From Kitty Hawk to the Moon

From Kitty Hawk to the Moon

I turn(ed) 66 on December 16, 2024. I read somewhere recently that in just 66 years humankind went from the first flight at Kitty Hawk to the moon. I then as I am wont to do, looked up first flight. It was 17 December 1903. The first moon landing was 20 July 1969. So it was actually 5 months shy of 66 years. 

I feel at times my years are passing excruciatingly slow, like the hours and days and weeks that led up to those few moments on the sand in NC must have seemed to the Wright brothers. Then, it is though I merely blinked and went from 9 in 1967, as I was in this picture:


to this, taken just a few weeks ago:



I see little of 9 year-old in 66 year-old Ellen, but all of those memory Polaroids and Super-8s from my life are the milestones and wee pebbles along my life's journey.

════════

• **TO DO**
1. In the Kitty Hawk essay, what date does the writer give for the first flight?
2. In the Kitty Hawk essay, why does the writer conclude that the span from the first flight to the moon was actually 5 months shy of 66 years?
The listing that comes next has nothing to do with the Kitty Hawk essay.

• **STORED RECORDS**
════════

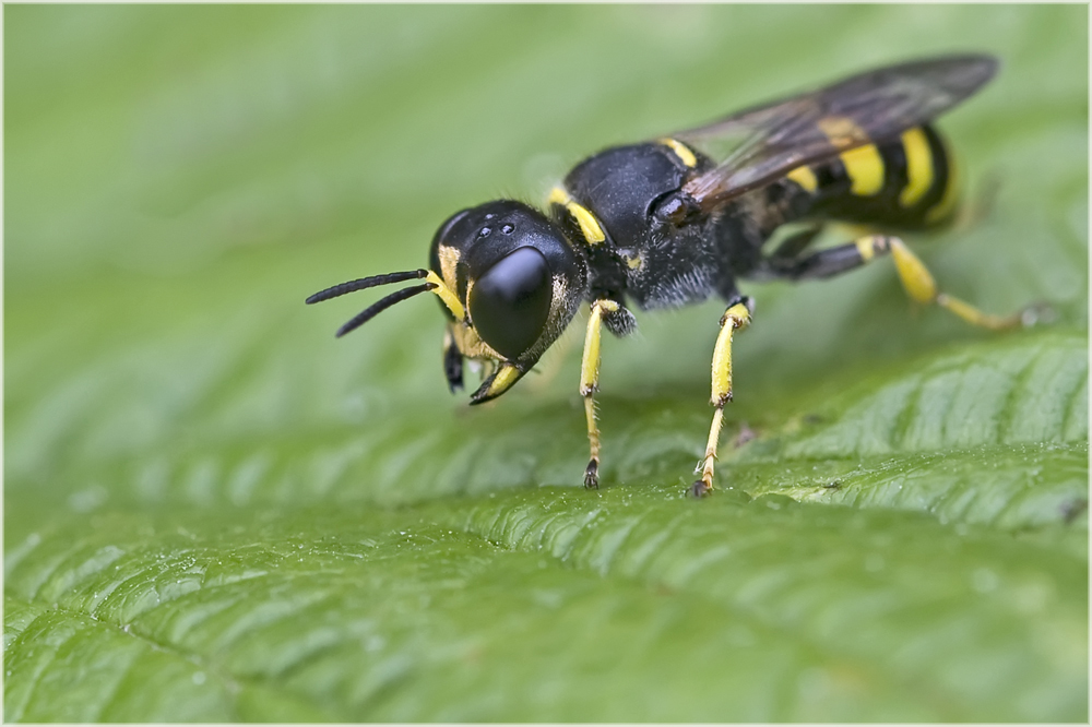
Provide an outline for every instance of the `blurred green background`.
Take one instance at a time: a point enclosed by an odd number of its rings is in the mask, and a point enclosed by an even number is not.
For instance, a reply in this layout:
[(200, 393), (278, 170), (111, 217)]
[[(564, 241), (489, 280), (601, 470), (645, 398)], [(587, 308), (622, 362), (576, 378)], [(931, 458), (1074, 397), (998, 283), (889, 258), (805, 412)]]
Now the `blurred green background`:
[[(3, 12), (9, 720), (1088, 719), (1085, 7)], [(941, 122), (999, 191), (912, 242), (1057, 320), (746, 287), (759, 438), (708, 501), (717, 303), (604, 344), (600, 492), (579, 324), (471, 410), (435, 302), (302, 306), (605, 145), (953, 50), (1002, 61)]]

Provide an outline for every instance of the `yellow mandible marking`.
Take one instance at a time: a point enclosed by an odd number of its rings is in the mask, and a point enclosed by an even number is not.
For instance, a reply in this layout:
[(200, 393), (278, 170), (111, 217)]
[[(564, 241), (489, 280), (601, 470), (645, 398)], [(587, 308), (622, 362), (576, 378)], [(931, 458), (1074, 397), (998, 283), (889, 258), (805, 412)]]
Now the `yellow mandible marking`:
[(428, 276), (425, 278), (427, 283), (431, 283), (436, 287), (432, 288), (432, 293), (440, 297), (443, 305), (448, 307), (451, 314), (455, 317), (456, 321), (462, 321), (466, 319), (466, 311), (463, 305), (459, 302), (459, 297), (447, 286), (447, 284), (440, 279), (440, 276), (436, 274), (435, 271), (428, 271)]
[(883, 189), (883, 159), (875, 144), (865, 144), (842, 152), (842, 164), (853, 186), (850, 191), (857, 196), (871, 196)]
[(888, 239), (895, 269), (899, 271), (899, 279), (902, 281), (906, 295), (919, 303), (933, 302), (937, 297), (937, 283), (925, 263), (911, 252), (902, 240), (893, 237)]
[(902, 148), (906, 153), (906, 187), (899, 195), (899, 204), (912, 207), (933, 186), (933, 152), (921, 128), (902, 135)]
[(497, 377), (489, 384), (489, 392), (487, 396), (499, 396), (508, 391), (513, 383), (520, 379), (520, 370), (512, 366), (511, 364), (505, 364), (500, 367), (500, 371), (497, 372)]
[(809, 194), (815, 194), (815, 191), (819, 189), (819, 180), (816, 179), (816, 172), (811, 171), (811, 167), (796, 167), (785, 176), (803, 187)]
[(560, 204), (566, 210), (569, 211), (575, 221), (580, 225), (580, 233), (587, 240), (589, 245), (598, 245), (607, 239), (607, 236), (603, 234), (603, 228), (600, 227), (598, 221), (595, 218), (587, 207), (582, 204), (572, 201), (569, 193), (566, 192), (560, 187), (555, 187), (550, 190), (549, 196), (546, 198), (549, 204)]
[(691, 169), (698, 166), (698, 157), (695, 156), (693, 152), (690, 151), (690, 147), (682, 142), (676, 139), (661, 139), (660, 143), (675, 152), (675, 156), (679, 157), (686, 166)]
[(455, 290), (455, 265), (459, 264), (459, 249), (441, 245), (436, 252), (440, 259), (440, 274), (443, 276), (443, 282), (450, 290)]

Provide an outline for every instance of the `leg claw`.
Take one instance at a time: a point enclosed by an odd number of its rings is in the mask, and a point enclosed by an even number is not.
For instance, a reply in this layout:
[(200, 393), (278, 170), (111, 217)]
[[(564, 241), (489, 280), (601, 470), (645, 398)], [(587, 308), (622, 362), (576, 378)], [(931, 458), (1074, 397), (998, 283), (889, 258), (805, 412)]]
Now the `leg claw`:
[(705, 480), (699, 479), (697, 482), (690, 486), (687, 490), (687, 494), (693, 498), (703, 498), (713, 491), (712, 485), (707, 485)]
[(587, 463), (587, 469), (584, 470), (584, 487), (590, 490), (600, 489), (600, 462), (598, 460), (592, 460)]

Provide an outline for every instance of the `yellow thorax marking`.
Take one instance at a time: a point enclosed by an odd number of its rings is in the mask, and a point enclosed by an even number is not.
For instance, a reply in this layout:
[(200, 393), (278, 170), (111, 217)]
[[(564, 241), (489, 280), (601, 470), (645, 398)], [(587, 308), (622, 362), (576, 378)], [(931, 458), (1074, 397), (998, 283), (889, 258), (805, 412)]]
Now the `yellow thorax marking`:
[(899, 204), (910, 207), (933, 186), (933, 153), (921, 128), (911, 129), (902, 135), (902, 147), (906, 153), (906, 187), (899, 195)]
[(679, 157), (686, 166), (691, 169), (698, 166), (698, 157), (695, 156), (693, 152), (690, 151), (690, 147), (682, 142), (676, 139), (661, 139), (660, 143), (675, 152), (675, 156)]
[(803, 187), (809, 194), (814, 194), (819, 189), (819, 180), (816, 179), (816, 174), (811, 171), (811, 167), (796, 167), (785, 176)]
[(560, 204), (569, 211), (569, 214), (571, 214), (577, 219), (577, 224), (580, 225), (580, 231), (584, 236), (584, 239), (587, 240), (589, 245), (598, 245), (607, 239), (607, 236), (603, 233), (603, 228), (600, 227), (600, 222), (595, 218), (595, 215), (589, 212), (587, 207), (573, 202), (568, 192), (560, 187), (555, 187), (550, 190), (549, 196), (546, 198), (546, 201), (550, 204)]
[(868, 141), (868, 134), (865, 133), (865, 130), (854, 123), (853, 119), (844, 116), (829, 116), (819, 119), (816, 126), (819, 127), (819, 131), (827, 134), (827, 139), (835, 148), (845, 148)]
[(454, 291), (440, 279), (440, 276), (437, 275), (435, 271), (428, 271), (428, 276), (425, 281), (436, 286), (432, 288), (432, 293), (440, 297), (440, 300), (442, 300), (443, 305), (448, 307), (448, 310), (451, 311), (451, 314), (455, 317), (456, 321), (466, 319), (466, 311), (463, 308), (463, 305), (459, 302), (459, 297), (455, 296)]

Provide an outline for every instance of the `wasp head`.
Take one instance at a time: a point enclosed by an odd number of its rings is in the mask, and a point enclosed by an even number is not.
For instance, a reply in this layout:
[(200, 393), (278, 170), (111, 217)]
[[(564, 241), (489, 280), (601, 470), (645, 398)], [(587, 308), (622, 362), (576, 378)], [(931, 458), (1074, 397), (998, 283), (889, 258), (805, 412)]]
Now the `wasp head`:
[(531, 370), (572, 320), (587, 283), (584, 260), (561, 230), (520, 202), (500, 200), (449, 218), (432, 239), (429, 265), (454, 294), (444, 336), (444, 373), (462, 386), (462, 361), (492, 369), (471, 397), (496, 398)]
[(420, 293), (436, 294), (448, 318), (443, 369), (452, 392), (463, 386), (463, 359), (486, 368), (471, 396), (500, 396), (534, 367), (577, 312), (587, 266), (560, 228), (521, 202), (498, 200), (452, 215), (432, 238), (429, 270), (376, 275), (335, 285), (307, 299), (319, 302), (364, 288), (424, 279), (366, 308), (342, 336), (379, 312)]

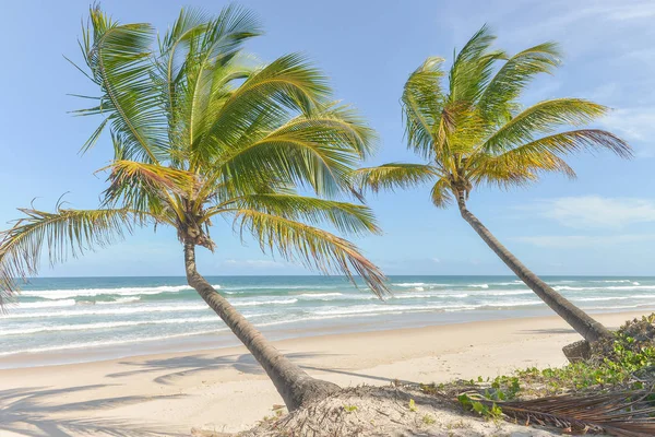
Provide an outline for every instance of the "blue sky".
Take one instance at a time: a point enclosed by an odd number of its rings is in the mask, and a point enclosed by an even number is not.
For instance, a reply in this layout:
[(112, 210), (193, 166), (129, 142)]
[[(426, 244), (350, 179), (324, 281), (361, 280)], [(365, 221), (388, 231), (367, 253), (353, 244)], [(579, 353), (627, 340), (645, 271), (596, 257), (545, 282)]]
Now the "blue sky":
[[(527, 189), (480, 189), (471, 210), (540, 274), (655, 274), (655, 2), (652, 1), (241, 1), (261, 17), (266, 34), (249, 49), (264, 60), (301, 51), (331, 78), (338, 98), (354, 104), (378, 130), (370, 164), (416, 162), (405, 150), (401, 90), (428, 56), (450, 62), (484, 23), (498, 46), (515, 52), (545, 40), (561, 43), (564, 64), (541, 78), (525, 103), (575, 96), (614, 111), (598, 122), (622, 135), (636, 157), (609, 154), (571, 160), (579, 179), (546, 177)], [(78, 154), (96, 127), (67, 111), (85, 102), (67, 93), (93, 93), (62, 57), (80, 60), (76, 39), (88, 2), (2, 1), (0, 39), (0, 224), (33, 198), (51, 209), (59, 196), (94, 208), (104, 180), (93, 173), (110, 158), (109, 138)], [(160, 32), (180, 7), (218, 12), (217, 1), (106, 0), (121, 22), (151, 22)], [(509, 270), (462, 221), (455, 209), (437, 210), (429, 188), (370, 198), (383, 236), (357, 244), (389, 274), (508, 274)], [(301, 267), (242, 246), (229, 223), (218, 222), (214, 255), (201, 253), (205, 274), (303, 274)], [(44, 275), (181, 275), (181, 247), (169, 229), (139, 231), (127, 241), (71, 260)]]

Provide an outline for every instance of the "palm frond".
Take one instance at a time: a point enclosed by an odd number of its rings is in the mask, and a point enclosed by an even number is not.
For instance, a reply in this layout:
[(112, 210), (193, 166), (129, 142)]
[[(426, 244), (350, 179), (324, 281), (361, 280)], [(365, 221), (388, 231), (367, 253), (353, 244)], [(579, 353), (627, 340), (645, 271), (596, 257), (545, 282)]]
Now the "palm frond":
[(253, 210), (239, 210), (236, 224), (260, 241), (262, 250), (279, 253), (290, 261), (324, 274), (336, 272), (355, 283), (355, 274), (379, 297), (389, 294), (384, 274), (349, 241), (326, 231), (285, 217)]
[[(216, 213), (233, 210), (253, 210), (313, 225), (329, 223), (340, 232), (354, 235), (381, 234), (372, 211), (348, 202), (317, 199), (297, 194), (259, 193), (234, 199)], [(211, 215), (212, 211), (207, 211)]]
[(560, 49), (556, 43), (544, 43), (514, 55), (500, 68), (485, 87), (478, 107), (487, 119), (496, 122), (511, 118), (515, 99), (540, 73), (551, 73), (560, 63)]
[[(593, 395), (557, 395), (496, 402), (503, 414), (525, 425), (556, 426), (570, 434), (607, 433), (618, 437), (655, 435), (652, 390)], [(491, 405), (495, 402), (476, 399)]]
[[(98, 106), (78, 113), (105, 116), (124, 146), (124, 156), (156, 163), (166, 157), (167, 132), (159, 93), (151, 82), (154, 31), (143, 23), (119, 25), (99, 8), (92, 8), (90, 15), (81, 45), (90, 75), (103, 96)], [(95, 143), (104, 125), (84, 151)]]
[(283, 56), (251, 74), (206, 114), (211, 125), (195, 141), (219, 151), (222, 145), (236, 144), (262, 116), (286, 120), (289, 114), (311, 114), (327, 102), (329, 95), (326, 78), (318, 69), (300, 55)]
[[(190, 198), (199, 187), (196, 175), (157, 164), (118, 160), (98, 172), (109, 170), (109, 187), (104, 191), (105, 206), (121, 204), (150, 211), (159, 221), (175, 225), (182, 218), (176, 197)], [(167, 210), (175, 215), (170, 217)]]
[(430, 191), (430, 198), (432, 199), (432, 204), (437, 208), (448, 208), (453, 202), (453, 197), (450, 192), (450, 182), (446, 178), (439, 178), (437, 184), (432, 186), (432, 190)]
[(146, 218), (127, 209), (69, 210), (60, 204), (55, 213), (19, 211), (24, 216), (0, 233), (0, 304), (19, 290), (21, 280), (38, 273), (44, 246), (53, 265), (121, 239)]
[(500, 50), (490, 50), (496, 36), (485, 24), (466, 43), (455, 57), (449, 73), (449, 102), (473, 105), (484, 92), (493, 66), (507, 55)]
[(300, 115), (259, 140), (228, 149), (215, 164), (221, 181), (262, 177), (308, 186), (319, 196), (350, 192), (349, 174), (370, 150), (372, 131), (345, 109)]
[(445, 105), (441, 90), (443, 58), (431, 57), (414, 71), (403, 90), (403, 117), (407, 144), (424, 157), (429, 157), (436, 141), (436, 128)]
[(496, 131), (483, 149), (502, 153), (551, 133), (561, 126), (582, 126), (605, 115), (607, 107), (582, 98), (556, 98), (526, 108)]
[[(194, 49), (186, 61), (186, 96), (184, 118), (188, 139), (191, 146), (196, 146), (205, 133), (207, 110), (215, 98), (216, 71), (223, 72), (231, 66), (233, 59), (239, 55), (242, 44), (261, 34), (260, 24), (254, 14), (237, 5), (228, 5), (221, 14), (207, 23), (205, 32), (200, 35)], [(229, 74), (228, 74), (229, 75)], [(225, 74), (223, 74), (225, 78)], [(223, 80), (224, 84), (229, 81)], [(215, 117), (210, 114), (211, 118)]]
[(359, 168), (353, 172), (353, 184), (362, 191), (378, 192), (409, 188), (432, 180), (437, 169), (425, 164), (390, 163), (378, 167)]

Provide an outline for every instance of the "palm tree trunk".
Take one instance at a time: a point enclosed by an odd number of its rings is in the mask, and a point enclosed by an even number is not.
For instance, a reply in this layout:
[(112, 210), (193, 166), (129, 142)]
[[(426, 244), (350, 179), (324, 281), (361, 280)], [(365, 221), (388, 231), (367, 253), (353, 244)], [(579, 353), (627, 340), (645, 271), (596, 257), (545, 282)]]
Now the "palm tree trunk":
[(314, 379), (277, 351), (195, 270), (195, 244), (184, 243), (187, 281), (223, 319), (262, 365), (289, 411), (340, 390), (335, 383)]
[(541, 298), (555, 312), (560, 315), (577, 333), (586, 341), (595, 342), (602, 338), (610, 336), (611, 333), (603, 324), (594, 320), (590, 315), (577, 308), (562, 295), (552, 290), (541, 281), (534, 272), (526, 268), (512, 255), (496, 237), (480, 223), (471, 211), (466, 209), (464, 191), (457, 192), (457, 205), (462, 217), (475, 229), (500, 257), (500, 259), (527, 285), (537, 296)]

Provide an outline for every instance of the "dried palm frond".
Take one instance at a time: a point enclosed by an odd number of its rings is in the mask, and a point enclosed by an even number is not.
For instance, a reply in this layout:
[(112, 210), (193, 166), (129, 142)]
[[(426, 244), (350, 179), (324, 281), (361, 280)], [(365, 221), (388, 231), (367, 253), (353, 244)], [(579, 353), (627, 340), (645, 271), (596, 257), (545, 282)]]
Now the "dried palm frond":
[(485, 405), (496, 404), (507, 417), (525, 425), (556, 426), (570, 434), (646, 437), (655, 436), (655, 393), (652, 389), (505, 402), (479, 394), (469, 394), (469, 398)]

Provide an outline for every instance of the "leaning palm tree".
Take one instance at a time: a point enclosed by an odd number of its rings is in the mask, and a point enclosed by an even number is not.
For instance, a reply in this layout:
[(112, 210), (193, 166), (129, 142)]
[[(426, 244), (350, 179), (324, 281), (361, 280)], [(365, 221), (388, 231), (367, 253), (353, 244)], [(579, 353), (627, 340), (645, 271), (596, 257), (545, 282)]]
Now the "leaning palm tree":
[[(519, 98), (529, 81), (559, 63), (553, 43), (540, 44), (512, 57), (490, 48), (495, 36), (484, 26), (456, 55), (448, 84), (443, 59), (428, 58), (407, 80), (402, 103), (408, 147), (426, 164), (392, 163), (355, 172), (360, 187), (406, 188), (432, 185), (436, 206), (454, 200), (462, 217), (500, 259), (585, 340), (608, 330), (567, 300), (516, 259), (466, 208), (473, 188), (510, 188), (538, 180), (547, 172), (574, 177), (562, 156), (609, 150), (628, 157), (631, 150), (610, 132), (562, 128), (586, 125), (606, 114), (605, 106), (581, 98), (543, 101), (531, 107)], [(500, 64), (499, 68), (496, 68)]]
[[(195, 265), (198, 246), (214, 250), (210, 228), (231, 217), (262, 250), (364, 282), (378, 295), (384, 276), (344, 234), (378, 233), (349, 174), (367, 156), (372, 131), (331, 102), (326, 79), (302, 57), (260, 64), (242, 51), (260, 34), (253, 15), (228, 7), (217, 17), (182, 11), (153, 49), (148, 24), (119, 24), (91, 10), (81, 42), (100, 92), (80, 115), (103, 118), (84, 144), (109, 128), (115, 158), (97, 210), (22, 209), (0, 234), (0, 296), (37, 274), (44, 247), (62, 262), (103, 247), (134, 226), (171, 226), (183, 246), (187, 280), (259, 361), (289, 410), (338, 389), (311, 378), (273, 347)], [(341, 198), (340, 198), (341, 196)], [(44, 255), (45, 256), (45, 255)]]

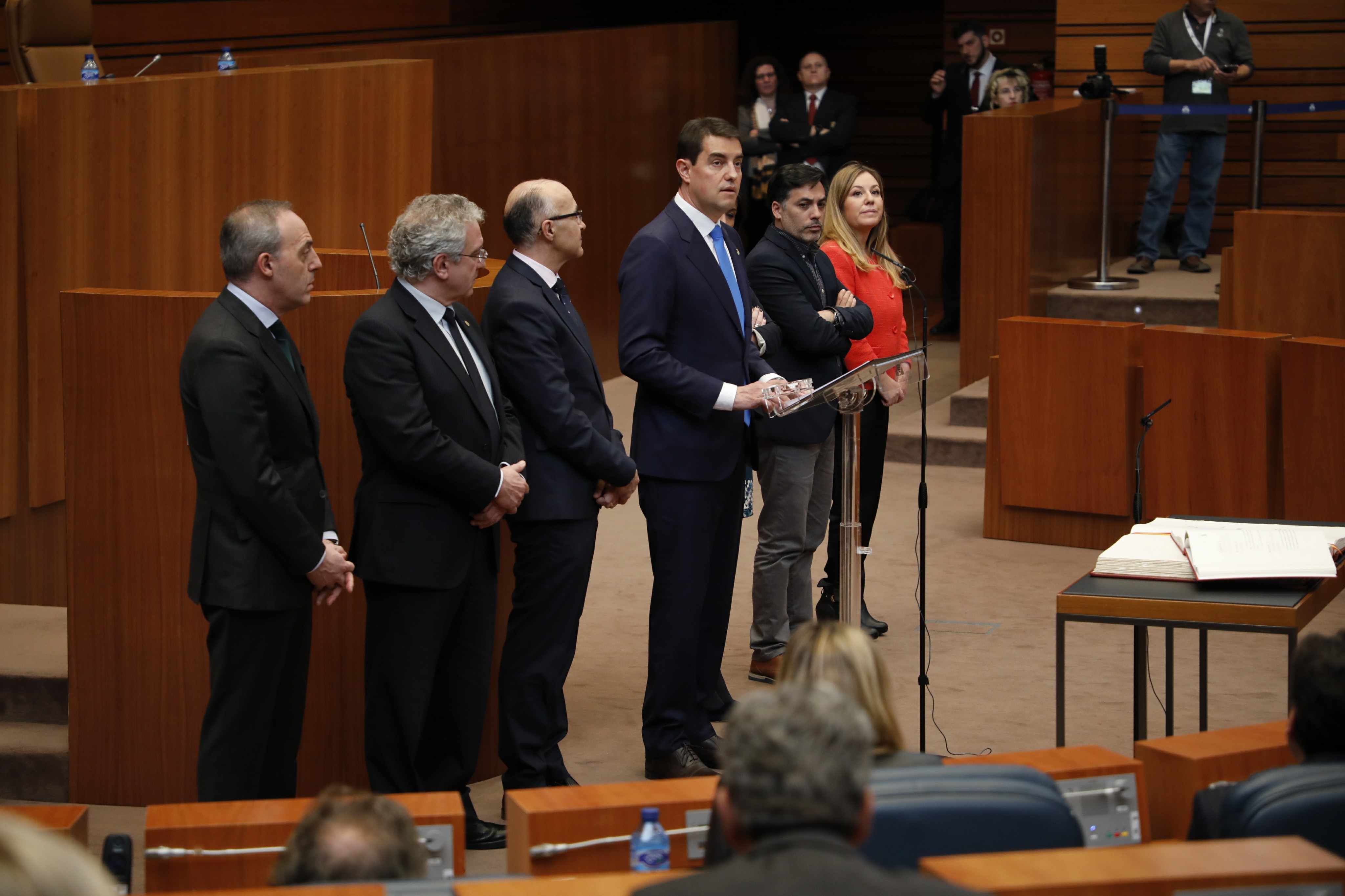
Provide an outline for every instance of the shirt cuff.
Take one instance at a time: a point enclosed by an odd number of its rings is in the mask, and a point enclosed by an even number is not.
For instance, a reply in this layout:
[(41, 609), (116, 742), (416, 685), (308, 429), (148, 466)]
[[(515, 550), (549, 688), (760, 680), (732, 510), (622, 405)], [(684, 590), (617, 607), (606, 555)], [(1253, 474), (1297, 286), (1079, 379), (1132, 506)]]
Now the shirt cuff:
[(737, 386), (734, 386), (733, 383), (725, 383), (720, 388), (720, 398), (714, 399), (714, 410), (716, 411), (732, 411), (733, 410), (733, 399), (737, 398), (737, 394), (738, 394), (738, 387)]

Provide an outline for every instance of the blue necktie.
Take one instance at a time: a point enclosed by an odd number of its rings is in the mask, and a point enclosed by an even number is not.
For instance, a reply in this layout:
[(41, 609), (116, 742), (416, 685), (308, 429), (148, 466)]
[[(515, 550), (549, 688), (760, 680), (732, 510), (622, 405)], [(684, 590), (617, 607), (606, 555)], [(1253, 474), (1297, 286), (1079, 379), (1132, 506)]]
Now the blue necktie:
[[(710, 231), (714, 240), (714, 255), (720, 259), (720, 270), (724, 279), (729, 281), (729, 292), (733, 293), (733, 308), (738, 309), (738, 328), (746, 332), (746, 314), (742, 310), (742, 290), (738, 289), (738, 275), (733, 271), (733, 262), (729, 261), (729, 249), (724, 244), (722, 224), (716, 224)], [(752, 426), (752, 411), (742, 411), (742, 422)]]

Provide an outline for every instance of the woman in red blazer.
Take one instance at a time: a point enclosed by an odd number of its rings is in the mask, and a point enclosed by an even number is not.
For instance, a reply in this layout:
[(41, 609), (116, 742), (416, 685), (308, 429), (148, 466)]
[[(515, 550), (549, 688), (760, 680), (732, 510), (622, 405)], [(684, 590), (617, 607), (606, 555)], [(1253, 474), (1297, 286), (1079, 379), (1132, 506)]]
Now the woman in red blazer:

════════

• **WRITTEN RESPONSES**
1. 17 December 1903.

2. The writer looked up the dates and found that the first flight was on 17 December 1903, while the first moon landing was on 20 July 1969. Those two dates are about five months short of a full 66 years apart.